#### Source information
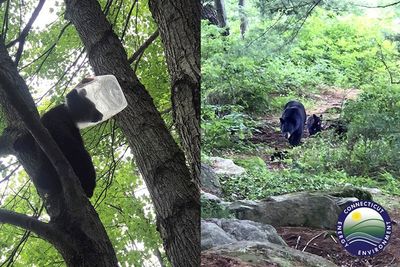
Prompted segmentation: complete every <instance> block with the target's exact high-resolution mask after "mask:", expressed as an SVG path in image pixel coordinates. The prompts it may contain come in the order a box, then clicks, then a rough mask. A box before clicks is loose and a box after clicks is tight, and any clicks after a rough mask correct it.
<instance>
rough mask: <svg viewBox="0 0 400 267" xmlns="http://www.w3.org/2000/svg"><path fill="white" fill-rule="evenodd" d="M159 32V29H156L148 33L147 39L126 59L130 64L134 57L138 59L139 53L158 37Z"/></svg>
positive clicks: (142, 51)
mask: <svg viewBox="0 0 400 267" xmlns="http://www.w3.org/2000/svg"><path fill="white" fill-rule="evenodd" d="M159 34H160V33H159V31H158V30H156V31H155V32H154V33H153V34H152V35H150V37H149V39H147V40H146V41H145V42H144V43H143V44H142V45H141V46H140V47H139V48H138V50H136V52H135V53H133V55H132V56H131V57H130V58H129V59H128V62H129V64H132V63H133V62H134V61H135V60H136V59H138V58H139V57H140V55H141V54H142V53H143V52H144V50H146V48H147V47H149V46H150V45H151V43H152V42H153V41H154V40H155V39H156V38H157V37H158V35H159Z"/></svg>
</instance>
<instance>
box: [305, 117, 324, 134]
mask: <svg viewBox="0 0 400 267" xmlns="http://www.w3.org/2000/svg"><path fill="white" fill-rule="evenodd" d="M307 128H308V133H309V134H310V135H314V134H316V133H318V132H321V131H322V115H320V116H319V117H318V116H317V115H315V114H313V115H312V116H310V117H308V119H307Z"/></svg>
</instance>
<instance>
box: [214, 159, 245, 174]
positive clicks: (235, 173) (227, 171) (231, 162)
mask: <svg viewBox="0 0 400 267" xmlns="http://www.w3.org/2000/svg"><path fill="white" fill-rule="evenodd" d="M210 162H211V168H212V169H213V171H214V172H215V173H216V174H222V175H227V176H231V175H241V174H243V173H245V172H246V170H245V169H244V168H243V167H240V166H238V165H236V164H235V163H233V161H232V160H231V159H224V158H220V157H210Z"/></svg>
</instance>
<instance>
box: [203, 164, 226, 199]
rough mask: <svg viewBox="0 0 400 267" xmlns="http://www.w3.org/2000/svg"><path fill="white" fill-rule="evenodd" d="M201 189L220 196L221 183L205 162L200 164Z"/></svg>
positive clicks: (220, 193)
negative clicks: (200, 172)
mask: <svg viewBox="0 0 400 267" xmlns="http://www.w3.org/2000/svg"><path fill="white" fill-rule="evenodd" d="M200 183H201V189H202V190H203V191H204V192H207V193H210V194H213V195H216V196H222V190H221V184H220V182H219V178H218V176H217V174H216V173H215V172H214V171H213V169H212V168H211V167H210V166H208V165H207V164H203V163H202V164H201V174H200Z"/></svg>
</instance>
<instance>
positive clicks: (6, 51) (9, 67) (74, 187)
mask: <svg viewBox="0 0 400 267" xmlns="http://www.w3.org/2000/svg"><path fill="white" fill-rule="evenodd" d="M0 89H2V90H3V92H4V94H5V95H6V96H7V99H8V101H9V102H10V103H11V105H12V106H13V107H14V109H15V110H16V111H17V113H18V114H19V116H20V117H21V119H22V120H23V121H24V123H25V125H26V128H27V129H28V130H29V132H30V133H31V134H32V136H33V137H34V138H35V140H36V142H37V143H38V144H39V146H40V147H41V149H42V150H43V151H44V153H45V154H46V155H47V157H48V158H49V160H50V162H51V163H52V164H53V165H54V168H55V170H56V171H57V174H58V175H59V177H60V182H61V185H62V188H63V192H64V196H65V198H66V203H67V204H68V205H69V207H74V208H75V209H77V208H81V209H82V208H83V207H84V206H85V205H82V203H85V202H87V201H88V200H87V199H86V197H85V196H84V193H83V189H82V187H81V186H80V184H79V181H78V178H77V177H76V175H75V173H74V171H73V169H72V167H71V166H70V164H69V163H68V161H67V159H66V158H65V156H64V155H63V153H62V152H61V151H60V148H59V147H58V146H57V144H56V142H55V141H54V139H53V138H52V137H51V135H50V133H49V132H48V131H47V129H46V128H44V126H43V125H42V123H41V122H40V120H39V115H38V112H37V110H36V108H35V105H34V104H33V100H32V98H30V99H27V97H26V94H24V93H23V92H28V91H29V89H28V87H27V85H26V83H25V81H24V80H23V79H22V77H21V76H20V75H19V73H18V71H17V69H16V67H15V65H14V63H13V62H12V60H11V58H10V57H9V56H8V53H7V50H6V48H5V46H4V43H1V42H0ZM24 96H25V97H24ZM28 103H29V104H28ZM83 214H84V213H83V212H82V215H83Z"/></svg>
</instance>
########
#### What is being asked:
Every line of the data is to be transcribed exactly, and no picture is to be included.

#### Worked solution:
Prompted segmentation: complete every <instance> block with the target's exact high-resolution mask after "mask:", expressed as an SVG path in image pixel coordinates. The prompts it may contain come in the order a box, then clicks, then a rough mask. A box before clicks is loose and a box after clicks is tight, and any clicks after a rough mask correct it.
<instance>
rough mask: <svg viewBox="0 0 400 267" xmlns="http://www.w3.org/2000/svg"><path fill="white" fill-rule="evenodd" d="M159 32V29H156L148 33L147 39L126 59L130 64L134 57L138 59L139 53L158 37Z"/></svg>
positive clicks: (142, 51)
mask: <svg viewBox="0 0 400 267" xmlns="http://www.w3.org/2000/svg"><path fill="white" fill-rule="evenodd" d="M159 34H160V33H159V31H158V30H156V31H155V32H154V33H153V34H152V35H150V37H149V39H147V40H146V41H145V42H144V43H143V44H142V45H141V46H140V47H139V48H138V50H136V52H135V53H133V55H132V56H131V57H130V58H129V59H128V62H129V64H132V63H133V62H134V61H135V60H136V59H138V58H139V57H140V55H141V54H142V53H143V52H144V50H146V48H147V47H149V46H150V45H151V43H152V42H153V41H154V40H155V39H156V38H157V37H158V35H159Z"/></svg>
</instance>
<instance>
box: [305, 117, 324, 134]
mask: <svg viewBox="0 0 400 267" xmlns="http://www.w3.org/2000/svg"><path fill="white" fill-rule="evenodd" d="M307 128H308V133H309V134H310V135H314V134H316V133H318V132H321V131H322V115H320V116H319V117H318V116H317V115H315V114H313V115H312V116H310V117H308V119H307Z"/></svg>
</instance>
<instance>
box: [214, 159, 245, 174]
positive clicks: (235, 173) (227, 171) (231, 162)
mask: <svg viewBox="0 0 400 267" xmlns="http://www.w3.org/2000/svg"><path fill="white" fill-rule="evenodd" d="M210 162H211V168H212V169H213V171H214V172H215V173H216V174H222V175H227V176H231V175H241V174H243V173H245V172H246V170H245V169H244V168H243V167H240V166H238V165H236V164H235V163H233V161H232V160H231V159H224V158H220V157H210Z"/></svg>
</instance>
<instance>
box: [203, 164, 226, 199]
rough mask: <svg viewBox="0 0 400 267" xmlns="http://www.w3.org/2000/svg"><path fill="white" fill-rule="evenodd" d="M201 189L220 196L221 183L205 162L200 164Z"/></svg>
positive clicks: (220, 193)
negative clicks: (200, 172)
mask: <svg viewBox="0 0 400 267" xmlns="http://www.w3.org/2000/svg"><path fill="white" fill-rule="evenodd" d="M200 183H201V189H202V190H203V191H204V192H207V193H210V194H213V195H216V196H222V190H221V184H220V182H219V178H218V176H217V174H216V173H215V172H214V171H213V169H212V168H211V167H210V166H208V165H207V164H203V163H202V164H201V174H200Z"/></svg>
</instance>
<instance>
positive clicks: (6, 51) (9, 67) (74, 187)
mask: <svg viewBox="0 0 400 267" xmlns="http://www.w3.org/2000/svg"><path fill="white" fill-rule="evenodd" d="M0 89H2V90H3V92H4V94H5V95H6V96H7V99H8V101H9V102H10V103H11V105H12V106H13V107H14V109H15V110H16V111H17V113H18V114H19V116H20V117H21V119H22V120H23V121H24V123H25V125H26V128H27V129H28V130H29V132H30V133H31V134H32V136H33V137H34V138H35V140H36V142H37V143H38V144H39V146H40V147H41V149H42V150H43V151H44V153H45V154H46V155H47V157H48V158H49V160H50V162H51V163H52V164H53V165H54V168H55V170H56V171H57V174H58V175H59V177H60V182H61V185H62V188H63V192H64V196H65V198H66V203H67V204H68V205H69V207H74V208H75V209H77V208H81V209H82V208H83V207H84V206H85V205H82V203H85V202H87V201H88V200H87V199H86V197H85V196H84V193H83V189H82V187H81V186H80V184H79V181H78V178H77V177H76V175H75V173H74V171H73V169H72V167H71V166H70V164H69V163H68V161H67V159H66V158H65V156H64V155H63V153H62V152H61V151H60V148H59V147H58V146H57V144H56V142H55V141H54V139H53V138H52V137H51V135H50V133H49V132H48V131H47V129H46V128H44V126H43V125H42V123H41V122H40V120H39V115H38V112H37V110H36V108H35V105H34V104H33V100H32V98H30V99H27V97H26V94H24V93H23V92H28V91H29V89H28V87H27V85H26V83H25V81H24V80H23V79H22V77H21V76H20V75H19V73H18V71H17V69H16V67H15V65H14V63H13V62H12V60H11V58H10V57H9V56H8V53H7V50H6V48H5V46H4V43H1V42H0ZM24 96H25V97H24ZM28 103H29V104H28ZM83 214H84V213H83V212H82V215H83Z"/></svg>
</instance>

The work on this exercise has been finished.